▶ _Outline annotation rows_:
────────────────

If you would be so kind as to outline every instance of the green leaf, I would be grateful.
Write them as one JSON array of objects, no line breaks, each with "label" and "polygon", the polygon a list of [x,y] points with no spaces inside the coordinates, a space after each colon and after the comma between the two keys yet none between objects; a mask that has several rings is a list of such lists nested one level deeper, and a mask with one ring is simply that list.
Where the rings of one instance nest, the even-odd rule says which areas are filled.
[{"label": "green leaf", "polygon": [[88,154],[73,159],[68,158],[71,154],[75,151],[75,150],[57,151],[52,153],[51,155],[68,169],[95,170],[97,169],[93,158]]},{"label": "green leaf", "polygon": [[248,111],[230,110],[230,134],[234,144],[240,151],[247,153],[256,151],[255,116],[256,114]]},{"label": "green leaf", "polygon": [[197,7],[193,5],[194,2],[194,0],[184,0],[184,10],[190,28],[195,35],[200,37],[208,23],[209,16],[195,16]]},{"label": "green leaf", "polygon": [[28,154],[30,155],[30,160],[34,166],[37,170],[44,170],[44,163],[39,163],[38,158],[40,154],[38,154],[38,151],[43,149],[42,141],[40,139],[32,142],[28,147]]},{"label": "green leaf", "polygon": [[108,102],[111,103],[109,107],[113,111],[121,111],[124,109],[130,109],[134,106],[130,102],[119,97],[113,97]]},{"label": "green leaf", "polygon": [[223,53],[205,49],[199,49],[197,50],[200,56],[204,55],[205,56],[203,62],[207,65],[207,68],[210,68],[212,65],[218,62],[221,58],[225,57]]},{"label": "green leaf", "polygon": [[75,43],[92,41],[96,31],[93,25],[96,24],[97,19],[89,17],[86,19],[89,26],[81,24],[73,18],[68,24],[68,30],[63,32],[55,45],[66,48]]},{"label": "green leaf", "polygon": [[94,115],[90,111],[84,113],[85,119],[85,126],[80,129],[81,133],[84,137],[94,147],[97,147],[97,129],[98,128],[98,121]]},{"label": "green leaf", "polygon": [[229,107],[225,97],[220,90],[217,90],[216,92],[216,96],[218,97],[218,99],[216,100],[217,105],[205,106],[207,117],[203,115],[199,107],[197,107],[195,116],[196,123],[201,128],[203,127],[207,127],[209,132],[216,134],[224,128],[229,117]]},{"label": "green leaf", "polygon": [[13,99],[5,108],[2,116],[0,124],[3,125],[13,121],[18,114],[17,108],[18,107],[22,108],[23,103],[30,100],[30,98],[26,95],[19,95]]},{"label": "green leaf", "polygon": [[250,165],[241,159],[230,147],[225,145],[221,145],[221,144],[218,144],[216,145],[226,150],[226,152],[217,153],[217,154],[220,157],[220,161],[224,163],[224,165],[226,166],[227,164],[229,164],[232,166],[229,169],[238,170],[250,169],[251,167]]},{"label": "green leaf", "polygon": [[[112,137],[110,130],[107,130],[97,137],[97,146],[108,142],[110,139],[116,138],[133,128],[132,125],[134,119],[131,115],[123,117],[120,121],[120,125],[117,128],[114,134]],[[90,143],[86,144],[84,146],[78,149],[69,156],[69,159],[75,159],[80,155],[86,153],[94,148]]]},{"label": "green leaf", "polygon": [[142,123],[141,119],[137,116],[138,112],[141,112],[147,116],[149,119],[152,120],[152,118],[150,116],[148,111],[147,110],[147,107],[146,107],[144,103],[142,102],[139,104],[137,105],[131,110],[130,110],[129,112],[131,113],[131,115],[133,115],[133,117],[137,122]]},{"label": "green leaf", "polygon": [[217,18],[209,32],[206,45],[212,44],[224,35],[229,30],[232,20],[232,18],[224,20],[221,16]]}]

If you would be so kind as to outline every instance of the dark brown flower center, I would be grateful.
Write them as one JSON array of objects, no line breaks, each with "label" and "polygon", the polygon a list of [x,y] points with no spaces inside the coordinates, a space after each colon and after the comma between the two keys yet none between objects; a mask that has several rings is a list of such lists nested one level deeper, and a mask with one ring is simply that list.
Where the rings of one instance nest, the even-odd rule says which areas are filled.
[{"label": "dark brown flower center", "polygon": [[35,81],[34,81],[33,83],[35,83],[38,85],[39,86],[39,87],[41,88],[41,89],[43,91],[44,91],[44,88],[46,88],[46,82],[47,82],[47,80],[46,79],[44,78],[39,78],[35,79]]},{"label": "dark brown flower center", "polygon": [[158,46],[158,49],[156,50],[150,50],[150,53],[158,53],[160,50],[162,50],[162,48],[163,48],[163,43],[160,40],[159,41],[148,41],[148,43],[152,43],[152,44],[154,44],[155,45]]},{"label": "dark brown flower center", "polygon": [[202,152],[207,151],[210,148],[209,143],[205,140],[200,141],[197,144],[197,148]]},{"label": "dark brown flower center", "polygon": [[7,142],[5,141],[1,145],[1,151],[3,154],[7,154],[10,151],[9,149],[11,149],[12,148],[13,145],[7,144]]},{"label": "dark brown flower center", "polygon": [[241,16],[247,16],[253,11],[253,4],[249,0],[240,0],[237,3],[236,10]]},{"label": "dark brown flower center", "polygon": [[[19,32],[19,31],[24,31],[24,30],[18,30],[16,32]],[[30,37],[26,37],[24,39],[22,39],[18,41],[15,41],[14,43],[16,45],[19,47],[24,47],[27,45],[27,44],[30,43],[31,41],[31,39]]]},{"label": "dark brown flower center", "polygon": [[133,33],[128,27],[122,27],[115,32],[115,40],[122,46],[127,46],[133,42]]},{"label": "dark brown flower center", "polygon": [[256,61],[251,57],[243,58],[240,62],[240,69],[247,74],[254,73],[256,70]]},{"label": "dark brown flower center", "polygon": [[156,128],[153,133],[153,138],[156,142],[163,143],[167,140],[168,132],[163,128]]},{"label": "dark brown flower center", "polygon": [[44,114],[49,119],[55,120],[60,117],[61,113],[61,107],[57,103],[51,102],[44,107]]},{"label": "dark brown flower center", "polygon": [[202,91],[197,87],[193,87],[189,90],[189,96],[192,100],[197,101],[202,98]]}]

────────────────

▶ _Set task_:
State how many lines of the rows above contain the string "grateful", treating uppercase and lowercase as distinct, and give only that number.

▶ _Response to the exercise_:
2